Rewrite the records below, changing each "draw the outline of" to "trace the boundary of" and leaving every other character untouched.

Dataset items:
:::::
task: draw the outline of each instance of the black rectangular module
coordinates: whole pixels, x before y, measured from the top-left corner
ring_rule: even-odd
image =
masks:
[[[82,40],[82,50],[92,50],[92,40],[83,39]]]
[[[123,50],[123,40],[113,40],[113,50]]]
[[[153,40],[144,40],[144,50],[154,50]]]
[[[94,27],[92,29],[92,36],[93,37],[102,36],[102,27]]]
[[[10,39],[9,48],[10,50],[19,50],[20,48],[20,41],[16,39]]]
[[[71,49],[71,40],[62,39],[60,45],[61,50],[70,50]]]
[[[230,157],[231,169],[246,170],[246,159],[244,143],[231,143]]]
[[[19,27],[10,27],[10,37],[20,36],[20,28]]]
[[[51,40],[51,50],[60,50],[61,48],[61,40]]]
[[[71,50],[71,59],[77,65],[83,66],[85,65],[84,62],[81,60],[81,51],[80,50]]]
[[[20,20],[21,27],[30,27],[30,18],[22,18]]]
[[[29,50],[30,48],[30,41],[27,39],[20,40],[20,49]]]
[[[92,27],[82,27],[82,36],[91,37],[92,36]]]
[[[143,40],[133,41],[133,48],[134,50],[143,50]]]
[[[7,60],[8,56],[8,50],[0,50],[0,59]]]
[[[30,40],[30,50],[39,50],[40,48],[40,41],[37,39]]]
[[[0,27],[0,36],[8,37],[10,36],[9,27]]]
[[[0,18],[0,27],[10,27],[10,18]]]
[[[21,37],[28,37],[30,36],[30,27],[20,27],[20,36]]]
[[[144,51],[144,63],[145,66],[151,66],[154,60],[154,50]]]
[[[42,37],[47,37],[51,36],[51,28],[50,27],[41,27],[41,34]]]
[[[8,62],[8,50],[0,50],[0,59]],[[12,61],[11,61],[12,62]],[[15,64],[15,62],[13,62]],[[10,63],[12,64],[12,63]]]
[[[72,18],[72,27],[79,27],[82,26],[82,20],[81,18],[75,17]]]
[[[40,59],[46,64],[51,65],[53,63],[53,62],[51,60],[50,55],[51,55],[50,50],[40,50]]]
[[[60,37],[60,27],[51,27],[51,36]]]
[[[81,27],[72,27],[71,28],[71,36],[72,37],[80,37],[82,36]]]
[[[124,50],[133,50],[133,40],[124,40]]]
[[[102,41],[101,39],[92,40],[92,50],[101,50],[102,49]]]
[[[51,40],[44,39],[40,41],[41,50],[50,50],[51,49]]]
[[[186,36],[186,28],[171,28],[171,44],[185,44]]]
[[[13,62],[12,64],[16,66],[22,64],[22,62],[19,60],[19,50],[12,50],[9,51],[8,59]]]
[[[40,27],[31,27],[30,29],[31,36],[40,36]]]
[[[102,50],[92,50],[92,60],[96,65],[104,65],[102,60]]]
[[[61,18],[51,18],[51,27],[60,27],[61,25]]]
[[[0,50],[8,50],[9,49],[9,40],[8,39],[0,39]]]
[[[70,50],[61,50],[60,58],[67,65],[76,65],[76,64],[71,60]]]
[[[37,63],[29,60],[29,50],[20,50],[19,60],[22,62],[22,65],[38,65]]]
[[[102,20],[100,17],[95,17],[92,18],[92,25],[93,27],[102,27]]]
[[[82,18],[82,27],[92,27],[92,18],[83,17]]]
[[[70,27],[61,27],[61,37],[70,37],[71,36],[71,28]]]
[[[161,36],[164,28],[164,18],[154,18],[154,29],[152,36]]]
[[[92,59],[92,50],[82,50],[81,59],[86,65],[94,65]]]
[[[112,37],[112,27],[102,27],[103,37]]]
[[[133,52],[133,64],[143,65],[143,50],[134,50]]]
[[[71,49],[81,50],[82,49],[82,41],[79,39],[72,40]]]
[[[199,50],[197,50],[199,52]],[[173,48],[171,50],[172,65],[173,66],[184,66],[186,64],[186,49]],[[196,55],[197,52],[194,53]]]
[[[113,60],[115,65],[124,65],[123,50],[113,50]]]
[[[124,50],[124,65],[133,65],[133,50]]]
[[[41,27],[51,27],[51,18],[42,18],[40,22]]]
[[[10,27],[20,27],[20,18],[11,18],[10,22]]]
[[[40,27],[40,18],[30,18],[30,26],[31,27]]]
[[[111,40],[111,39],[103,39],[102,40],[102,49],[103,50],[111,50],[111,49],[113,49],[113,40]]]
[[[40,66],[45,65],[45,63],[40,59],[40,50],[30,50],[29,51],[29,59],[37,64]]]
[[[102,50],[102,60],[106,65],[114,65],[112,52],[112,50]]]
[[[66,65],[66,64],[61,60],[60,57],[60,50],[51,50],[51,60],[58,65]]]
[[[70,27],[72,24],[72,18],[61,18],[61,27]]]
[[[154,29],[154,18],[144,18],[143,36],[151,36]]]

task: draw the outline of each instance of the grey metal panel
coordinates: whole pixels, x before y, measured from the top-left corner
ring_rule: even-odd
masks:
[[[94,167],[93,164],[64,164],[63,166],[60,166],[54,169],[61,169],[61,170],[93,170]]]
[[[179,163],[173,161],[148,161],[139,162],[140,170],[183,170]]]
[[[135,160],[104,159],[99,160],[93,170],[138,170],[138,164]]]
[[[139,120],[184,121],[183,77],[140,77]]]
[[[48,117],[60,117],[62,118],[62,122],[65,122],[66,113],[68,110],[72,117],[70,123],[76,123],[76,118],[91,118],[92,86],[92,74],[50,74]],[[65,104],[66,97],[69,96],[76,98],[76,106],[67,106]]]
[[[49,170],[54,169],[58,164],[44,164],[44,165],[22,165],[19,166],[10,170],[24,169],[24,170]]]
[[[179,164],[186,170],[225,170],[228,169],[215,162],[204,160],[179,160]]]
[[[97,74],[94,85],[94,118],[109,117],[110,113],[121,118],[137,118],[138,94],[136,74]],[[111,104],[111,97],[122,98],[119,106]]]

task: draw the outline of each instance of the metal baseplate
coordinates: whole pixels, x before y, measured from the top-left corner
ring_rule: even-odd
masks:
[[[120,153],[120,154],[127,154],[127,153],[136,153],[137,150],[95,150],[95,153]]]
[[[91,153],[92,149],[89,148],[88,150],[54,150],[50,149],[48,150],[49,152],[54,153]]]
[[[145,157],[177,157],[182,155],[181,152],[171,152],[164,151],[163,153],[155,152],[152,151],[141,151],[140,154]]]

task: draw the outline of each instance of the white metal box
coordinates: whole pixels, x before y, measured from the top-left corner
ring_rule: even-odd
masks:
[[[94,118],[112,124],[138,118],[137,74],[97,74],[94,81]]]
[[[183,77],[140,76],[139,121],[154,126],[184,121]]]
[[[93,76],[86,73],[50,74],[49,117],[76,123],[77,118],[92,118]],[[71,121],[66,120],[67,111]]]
:::::
RIGHT ANSWER:
task: trace the boundary of each instance of the black rectangular module
coordinates: whole pixels, x before y, measured from the top-left corner
ring_rule: even-odd
image =
masks:
[[[82,40],[82,50],[92,50],[92,40],[83,39]]]
[[[123,50],[123,40],[113,40],[113,50]]]
[[[153,40],[144,40],[144,50],[154,50]]]
[[[94,27],[92,29],[92,36],[93,37],[102,36],[102,27]]]
[[[10,39],[9,48],[10,50],[19,50],[20,48],[20,41],[16,39]]]
[[[71,49],[71,40],[62,39],[60,45],[61,50],[70,50]]]
[[[230,157],[231,169],[246,170],[246,159],[244,143],[231,143]]]
[[[19,27],[10,27],[10,37],[20,36],[20,28]]]
[[[51,40],[51,50],[60,50],[61,48],[61,40]]]
[[[71,50],[71,59],[77,65],[83,66],[85,65],[84,62],[81,60],[81,51],[80,50]]]
[[[20,20],[21,27],[30,27],[30,18],[22,18]]]
[[[29,50],[30,48],[30,41],[27,39],[20,40],[20,49]]]
[[[92,27],[82,27],[82,36],[91,37],[92,36]]]
[[[143,40],[133,41],[133,48],[134,50],[143,50]]]
[[[7,60],[8,56],[8,50],[0,50],[0,59]]]
[[[30,40],[30,50],[39,50],[40,48],[40,41],[37,39]]]
[[[0,27],[0,36],[8,37],[10,36],[9,27]]]
[[[0,18],[0,27],[10,27],[10,18]]]
[[[21,37],[28,37],[30,36],[30,27],[20,27],[20,36]]]
[[[144,51],[144,63],[145,66],[151,66],[154,60],[154,50]]]
[[[42,37],[47,37],[51,36],[51,28],[50,27],[41,27],[41,34]]]
[[[8,62],[8,50],[0,50],[0,59]],[[12,61],[11,61],[12,62]],[[15,64],[15,62],[13,62]],[[10,63],[12,64],[12,63]]]
[[[72,18],[72,27],[79,27],[82,26],[82,20],[81,18],[75,17]]]
[[[40,59],[46,64],[51,65],[53,63],[53,62],[51,60],[50,55],[51,55],[50,50],[40,50]]]
[[[60,37],[60,27],[51,27],[51,36]]]
[[[81,27],[72,27],[71,28],[71,36],[72,37],[80,37],[82,36]]]
[[[124,50],[133,50],[133,40],[124,40]]]
[[[102,41],[101,39],[92,40],[92,50],[101,50],[102,49]]]
[[[51,40],[44,39],[40,41],[41,50],[50,50],[51,49]]]
[[[186,36],[186,28],[171,28],[171,44],[185,44]]]
[[[13,62],[12,64],[16,66],[22,64],[22,62],[19,60],[19,50],[12,50],[9,51],[8,59]]]
[[[40,27],[31,27],[30,29],[31,36],[40,36]]]
[[[102,50],[92,50],[92,60],[96,65],[104,65],[102,60]]]
[[[61,18],[51,18],[51,27],[60,27],[61,25]]]
[[[0,50],[8,50],[9,49],[9,40],[8,39],[0,39]]]
[[[70,50],[61,50],[60,58],[67,65],[76,65],[76,64],[71,60]]]
[[[37,63],[29,60],[29,50],[20,50],[19,60],[22,62],[22,65],[38,65]]]
[[[102,20],[100,17],[95,17],[92,18],[92,25],[93,27],[102,27]]]
[[[82,18],[82,27],[92,27],[92,18],[83,17]]]
[[[70,27],[61,27],[61,37],[70,37],[71,36],[71,28]]]
[[[161,36],[164,28],[164,18],[154,18],[154,29],[152,36]]]
[[[92,59],[92,50],[82,50],[81,59],[86,65],[94,65]]]
[[[112,37],[112,27],[102,27],[103,37]]]
[[[133,52],[133,64],[143,65],[143,50],[134,50]]]
[[[71,49],[81,50],[82,49],[82,41],[79,39],[72,40]]]
[[[199,50],[197,50],[199,52]],[[173,48],[171,50],[172,65],[173,66],[184,66],[186,64],[186,49]],[[196,55],[197,52],[194,53]]]
[[[113,60],[115,65],[124,65],[123,50],[113,50]]]
[[[124,50],[124,65],[133,65],[133,50]]]
[[[41,27],[51,27],[51,18],[42,18],[40,22]]]
[[[10,27],[20,27],[20,18],[11,18],[10,22]]]
[[[40,27],[40,18],[30,18],[30,26],[31,27]]]
[[[111,40],[111,39],[103,39],[102,40],[102,49],[103,50],[111,50],[111,49],[113,49],[113,40]]]
[[[40,66],[45,65],[45,63],[40,59],[40,50],[30,50],[29,51],[29,59],[37,64]]]
[[[102,50],[102,60],[106,65],[114,65],[112,52],[112,50]]]
[[[66,65],[66,64],[61,60],[60,57],[60,50],[51,50],[51,60],[58,65]]]
[[[70,27],[72,24],[72,18],[61,18],[61,27]]]
[[[154,29],[154,18],[144,18],[143,36],[151,36]]]

task: trace the boundary of each instance of the grey metal panel
coordinates: whole pixels, x before y, measured from the top-left corner
ring_rule: even-odd
masks:
[[[94,167],[93,164],[64,164],[63,166],[60,166],[54,169],[61,169],[61,170],[93,170]]]
[[[179,163],[173,161],[148,161],[139,162],[140,170],[183,170]]]
[[[135,160],[104,159],[99,160],[93,170],[138,170],[138,164]]]
[[[139,120],[184,121],[183,77],[140,77]]]
[[[48,117],[60,117],[62,118],[62,122],[65,122],[66,113],[68,110],[72,117],[70,123],[76,123],[76,118],[91,118],[92,86],[92,74],[50,74]],[[65,104],[66,97],[69,96],[76,98],[76,106],[67,106]]]
[[[49,170],[54,169],[58,164],[44,164],[44,165],[22,165],[19,166],[10,170],[24,169],[24,170]]]
[[[179,164],[186,170],[225,170],[228,169],[215,162],[204,160],[179,160]]]
[[[97,74],[94,85],[94,118],[109,117],[110,113],[121,118],[137,118],[138,94],[136,74]],[[111,104],[111,97],[122,98],[119,106]]]

task: trace the boundary of each instance of the metal baseplate
coordinates: whole pixels, x before y, measured from the top-left corner
ring_rule: even-odd
masks:
[[[120,153],[120,154],[127,154],[127,153],[136,153],[137,150],[95,150],[95,153]]]
[[[91,153],[92,149],[89,148],[88,150],[54,150],[50,149],[48,150],[49,152],[54,153]]]
[[[145,157],[177,157],[182,155],[181,152],[171,152],[164,151],[163,153],[155,152],[152,151],[141,151],[140,154]]]

task: trace the boundary of each instance of the white metal box
coordinates: whole pixels, x before y, measured from the top-left corner
ring_rule: even-odd
masks:
[[[94,118],[112,124],[138,118],[137,74],[97,74],[94,81]]]
[[[183,77],[140,76],[139,121],[154,126],[184,121]]]
[[[93,76],[86,73],[50,74],[49,117],[76,123],[77,118],[92,118]],[[71,121],[66,120],[67,111]]]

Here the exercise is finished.